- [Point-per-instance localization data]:
--- START ---
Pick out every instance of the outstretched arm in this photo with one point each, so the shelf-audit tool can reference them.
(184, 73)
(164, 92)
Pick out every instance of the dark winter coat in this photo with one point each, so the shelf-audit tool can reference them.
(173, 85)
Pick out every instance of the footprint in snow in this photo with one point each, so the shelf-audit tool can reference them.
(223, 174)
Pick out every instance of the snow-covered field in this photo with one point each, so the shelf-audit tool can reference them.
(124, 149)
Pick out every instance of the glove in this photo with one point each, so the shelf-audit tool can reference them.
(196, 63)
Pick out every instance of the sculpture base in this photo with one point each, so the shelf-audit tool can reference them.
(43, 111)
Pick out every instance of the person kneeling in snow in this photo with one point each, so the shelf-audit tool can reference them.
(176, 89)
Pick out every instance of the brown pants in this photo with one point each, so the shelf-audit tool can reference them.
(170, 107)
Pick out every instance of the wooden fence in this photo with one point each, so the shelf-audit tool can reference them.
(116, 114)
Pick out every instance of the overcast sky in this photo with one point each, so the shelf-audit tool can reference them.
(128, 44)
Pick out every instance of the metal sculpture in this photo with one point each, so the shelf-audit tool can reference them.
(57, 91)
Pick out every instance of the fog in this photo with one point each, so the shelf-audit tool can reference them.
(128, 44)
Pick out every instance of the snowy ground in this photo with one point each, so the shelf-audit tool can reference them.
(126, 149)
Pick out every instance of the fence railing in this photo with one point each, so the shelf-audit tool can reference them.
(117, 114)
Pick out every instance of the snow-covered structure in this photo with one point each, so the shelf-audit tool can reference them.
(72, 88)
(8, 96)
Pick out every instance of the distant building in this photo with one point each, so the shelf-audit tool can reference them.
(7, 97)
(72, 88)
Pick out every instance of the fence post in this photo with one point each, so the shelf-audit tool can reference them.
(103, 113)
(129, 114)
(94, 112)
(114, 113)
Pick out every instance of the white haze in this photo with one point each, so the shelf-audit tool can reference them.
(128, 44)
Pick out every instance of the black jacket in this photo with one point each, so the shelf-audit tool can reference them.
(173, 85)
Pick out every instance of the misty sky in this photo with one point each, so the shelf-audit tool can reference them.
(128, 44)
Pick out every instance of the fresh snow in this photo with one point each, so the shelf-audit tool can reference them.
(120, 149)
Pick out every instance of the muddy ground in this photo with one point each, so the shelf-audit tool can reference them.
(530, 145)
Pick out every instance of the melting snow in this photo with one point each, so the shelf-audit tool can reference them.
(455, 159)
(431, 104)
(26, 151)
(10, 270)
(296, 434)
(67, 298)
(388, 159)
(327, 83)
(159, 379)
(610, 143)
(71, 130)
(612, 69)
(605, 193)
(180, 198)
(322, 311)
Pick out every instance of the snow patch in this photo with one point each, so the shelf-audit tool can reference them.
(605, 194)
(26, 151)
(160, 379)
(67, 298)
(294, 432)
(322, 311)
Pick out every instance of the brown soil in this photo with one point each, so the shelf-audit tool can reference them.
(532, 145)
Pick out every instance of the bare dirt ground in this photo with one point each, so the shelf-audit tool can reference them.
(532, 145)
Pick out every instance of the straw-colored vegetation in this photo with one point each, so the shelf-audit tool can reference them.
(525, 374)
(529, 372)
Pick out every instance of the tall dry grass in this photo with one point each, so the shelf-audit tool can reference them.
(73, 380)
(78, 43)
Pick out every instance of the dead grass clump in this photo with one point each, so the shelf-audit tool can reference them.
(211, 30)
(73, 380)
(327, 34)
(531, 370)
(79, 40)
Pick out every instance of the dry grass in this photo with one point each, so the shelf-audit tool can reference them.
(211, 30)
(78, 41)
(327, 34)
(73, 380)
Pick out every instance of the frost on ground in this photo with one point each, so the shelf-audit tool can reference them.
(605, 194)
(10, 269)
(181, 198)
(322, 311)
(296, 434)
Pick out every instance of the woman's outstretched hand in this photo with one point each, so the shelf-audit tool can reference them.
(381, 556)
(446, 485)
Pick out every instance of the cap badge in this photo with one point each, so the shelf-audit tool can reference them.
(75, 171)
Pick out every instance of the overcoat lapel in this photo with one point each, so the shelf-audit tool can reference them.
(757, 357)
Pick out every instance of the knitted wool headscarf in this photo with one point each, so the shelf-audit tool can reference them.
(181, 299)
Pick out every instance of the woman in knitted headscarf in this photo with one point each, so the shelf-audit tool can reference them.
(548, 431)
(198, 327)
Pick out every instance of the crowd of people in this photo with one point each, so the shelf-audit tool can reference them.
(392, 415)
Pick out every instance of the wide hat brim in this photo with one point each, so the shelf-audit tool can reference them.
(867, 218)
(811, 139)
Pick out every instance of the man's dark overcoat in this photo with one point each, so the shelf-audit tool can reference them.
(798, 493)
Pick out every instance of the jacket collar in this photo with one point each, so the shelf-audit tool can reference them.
--- END ---
- [PROBLEM]:
In the lines above, every record is to be repeated exactly.

- [THE ANSWER]:
Pick out every instance of the outstretched arm in this photo with one point each, so the shelf-audit tool can reference them.
(184, 73)
(164, 92)
Pick out every instance of the dark winter coat in this photo with one point each, so the shelf-audit tool can reference them.
(173, 85)
Pick out every instance of the footprint in snow in this photo with one point each, so the shelf-audit tool can reference them.
(223, 174)
Pick out every instance of the snow-covered field in this photo with one point each, so the shelf-audit tool can reference them.
(124, 149)
Pick out every instance of the glove in this photo with one point each, so the shelf-audit tool can reference them.
(196, 63)
Pick out every instance of the sculpture base in this photo with one point each, so the shelf-audit tool can reference them.
(43, 111)
Pick out every instance of the person kneeling in snow in this photo with one point each, so the shelf-audit tool can reference them.
(176, 89)
Pick out every instance of the brown pants in this photo with one point each, so the shelf-audit tool can reference them.
(170, 107)
Pick out every instance of the wooden fence in this photo with one point each, so the shelf-audit tool can reference them.
(116, 114)
Pick out every instance of the overcast sky in this photo with one point each, so the shelf-audit tool can reference them.
(128, 44)
Pick out every instance of the metal sculpture in this photo with one point each, so the shelf-audit tool can reference them.
(57, 91)
Pick out every instance of the fog in this photo with one point each, so the shelf-audit tool can reference them.
(128, 44)
Pick out every instance of the snowy ground in this photo with one point each, so the shelf-audit tool can reference them.
(126, 149)
Pick out every instance of the fence railing in this photo with one point each, so the shelf-audit tool can reference them.
(117, 114)
Pick out every instance of the snow-covered structure in this photo with one point each, so the shelf-audit tool can reference them.
(72, 88)
(8, 96)
Pick out every instance of the distant building in this photo with one point each, so the shelf-audit tool can reference them.
(7, 97)
(72, 88)
Pick out every instance of the fence post in this photo with one point each, so the shelf-audit tool can reference them.
(103, 113)
(129, 114)
(94, 112)
(114, 113)
Pick out every instance of the white haze in this photo with one point each, so the shelf-audit tool can reference them.
(128, 44)
Pick out every instance of the black jacket in this photo with one point each, so the shelf-audit tool can reference them.
(173, 85)
Pick out every instance of the misty sky in this photo with one point each, so the shelf-audit tool can reference them.
(128, 44)
Pick out every instance of the fresh snow in this photo with one point each, so the shelf-audit tool can reference them.
(120, 149)
Pick out every instance of the muddy ground in this photo with one point each, so the shelf-audit tool can reference them.
(530, 145)
Pick out every instance of the melting snow in this photo with one point each, so the shelf-audit tool can reference them.
(455, 159)
(431, 104)
(26, 151)
(10, 270)
(296, 434)
(67, 298)
(388, 159)
(327, 83)
(159, 379)
(610, 143)
(71, 130)
(612, 69)
(605, 193)
(180, 198)
(322, 311)
Pick out every instance of the snow patch in this photo with one point each, so the shelf-audit tool can reference them.
(605, 194)
(26, 151)
(160, 379)
(67, 298)
(294, 432)
(322, 311)
Pick out every instance of the brown soil in this photo with one point each, so the shelf-audit tool can reference them.
(532, 145)
Pick out every instance of the bare dirt ground in this photo with one point each, so the shelf-audit tool can reference them.
(532, 145)
Pick out every instance of the straw-colored vegetation in this photo with one point each, so the shelf-audit tool can reference them.
(525, 374)
(529, 372)
Pick out every instance of the tall dry grass in this photo with one point each, so the shelf-audit tool can reference them.
(73, 380)
(78, 43)
Pick out every instance of the dead grass clump in this photo with one point each, so the shelf-audit tool can reference them.
(211, 30)
(73, 380)
(327, 34)
(531, 370)
(79, 40)
Pick out every instance of the dry grass in this photo with one point each, so the shelf-audit tool can reference them.
(211, 30)
(78, 41)
(327, 34)
(73, 380)
Pick out every instance of the frost on ground in this photo with one point each, so the shelf-audit tool can reference them.
(605, 194)
(10, 269)
(181, 198)
(322, 311)
(296, 434)
Pick out every instance of the woman's outstretched hand in this photo with one point each, so the shelf-audit tool can reference them.
(381, 556)
(446, 485)
Pick out every instance of the cap badge in this photo with one point each, so the shelf-audit tool can reference them.
(75, 171)
Pick out every instance of the overcoat lapel in this photo with one point each, so the shelf-audit tool can reference them.
(757, 357)
Pick out every instance of the knitted wool headscarf in this photo with one point each, so the shelf-audit tool can reference them.
(181, 299)
Pick out every instance of the woman in knitted headscarf in this photo with one point each, so the shelf-audit tool can reference them.
(548, 431)
(198, 327)
Pick out every instance of the crowd of people in this photo with one point each, so the shelf-audit tool can reference them.
(392, 415)
Pick out every instance of the wide hat brim in this photo with one point each, so the shelf-audit tool can reference them.
(867, 218)
(811, 139)
Pick out every instance of the man's dark overcoat in this photo with one point each, so the shelf-audit tool can reference them.
(798, 493)
Pick out every instance of the jacket collar in this photo with one point each, so the shelf-audit tool can reference them.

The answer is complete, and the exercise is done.